[BEGIN EXCERPTED RECORDS]

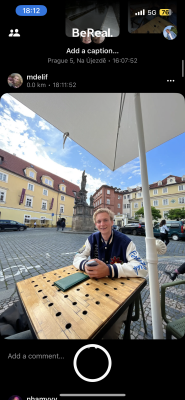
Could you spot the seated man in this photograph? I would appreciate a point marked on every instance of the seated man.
(115, 254)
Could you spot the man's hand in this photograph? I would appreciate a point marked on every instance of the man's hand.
(99, 271)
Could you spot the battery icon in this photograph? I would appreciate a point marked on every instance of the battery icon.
(165, 11)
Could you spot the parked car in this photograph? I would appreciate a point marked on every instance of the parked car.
(176, 230)
(133, 229)
(7, 224)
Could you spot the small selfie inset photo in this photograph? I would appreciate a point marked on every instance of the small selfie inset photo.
(98, 37)
(170, 32)
(99, 14)
(15, 80)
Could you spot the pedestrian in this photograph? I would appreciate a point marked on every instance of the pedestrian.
(164, 232)
(115, 254)
(63, 224)
(173, 275)
(58, 224)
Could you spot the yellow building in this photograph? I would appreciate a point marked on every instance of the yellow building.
(166, 194)
(29, 193)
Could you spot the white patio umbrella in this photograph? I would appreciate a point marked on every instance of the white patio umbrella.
(116, 128)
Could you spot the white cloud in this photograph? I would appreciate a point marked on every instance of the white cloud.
(44, 125)
(16, 106)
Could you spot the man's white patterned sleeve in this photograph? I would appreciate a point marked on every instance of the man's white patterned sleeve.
(82, 256)
(134, 268)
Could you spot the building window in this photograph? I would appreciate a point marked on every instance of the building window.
(29, 201)
(2, 196)
(3, 177)
(44, 205)
(27, 219)
(30, 187)
(48, 182)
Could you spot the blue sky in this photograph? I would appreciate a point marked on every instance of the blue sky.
(33, 139)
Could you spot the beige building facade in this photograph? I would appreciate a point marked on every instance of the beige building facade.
(165, 194)
(28, 192)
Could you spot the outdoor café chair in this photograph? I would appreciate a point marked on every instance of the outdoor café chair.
(175, 327)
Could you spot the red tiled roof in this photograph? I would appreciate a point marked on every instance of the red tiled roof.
(17, 165)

[END EXCERPTED RECORDS]

### THE REQUEST
Give back every stored entry word for word, leaving out the pictures.

### SOLUTION FOR THIS PROBLEM
Could you spot the seated man in this photograph? I would appreciate a point marked on every instance of the seated man.
(115, 254)
Could you spot the man's hand in this photograph? I would appreciate a point marked on every instance of the man's hand.
(99, 271)
Could you spot the battery icon in this photograph? I would appreciate a point marked on every instance of the battery icon.
(165, 11)
Could you spot the parked car in this photograph? I would appreciate a point marked on every instance of the parked car.
(176, 230)
(133, 229)
(7, 224)
Could you spot the small selfie inset photo in this photograph? I would appreciate a point marked on every instance of the small selfie inset photo.
(98, 37)
(170, 32)
(99, 14)
(15, 80)
Could you spot the pedestrian in this photograph? I would appreciate a point marked on every instance of the pedestrian.
(164, 232)
(115, 254)
(63, 224)
(173, 275)
(58, 224)
Could you spot the yellow building in this photograph? I would appreciate a point marked on every instance of the yellow building.
(166, 194)
(29, 193)
Could you spot the white patio umbrella in this photograph? I would appreciate a point marked on every instance of the white patio umbrella.
(116, 128)
Could you spot the white cloud in this photograph? I would appreciate a point marked on every instance of the white cloud.
(44, 125)
(16, 106)
Could you spot the man's white patterned sleeve in this photograph? I would appreciate a point marked on every instance of the man's white patterned sleeve.
(82, 256)
(134, 268)
Could you spot the building window in this photograph? I would appreciate a point marked on every instance of the building window.
(29, 201)
(2, 196)
(3, 177)
(44, 205)
(27, 219)
(30, 187)
(48, 182)
Could you spot the blue sky in this photograph? I would appreciate a point marked on every instance of the blue sky.
(33, 139)
Could you spot the beige building facade in this photograph? I would appreciate a point marked on every instance of the beige building facade.
(165, 194)
(28, 192)
Could you spot the outdoor café chair in this photograph? I would appreciate a point marked on every instance of the outdoor café chair.
(175, 327)
Could you spot the red tiled roof in this photograph? I would appreciate a point marked on every instance of the red tiled roof.
(17, 165)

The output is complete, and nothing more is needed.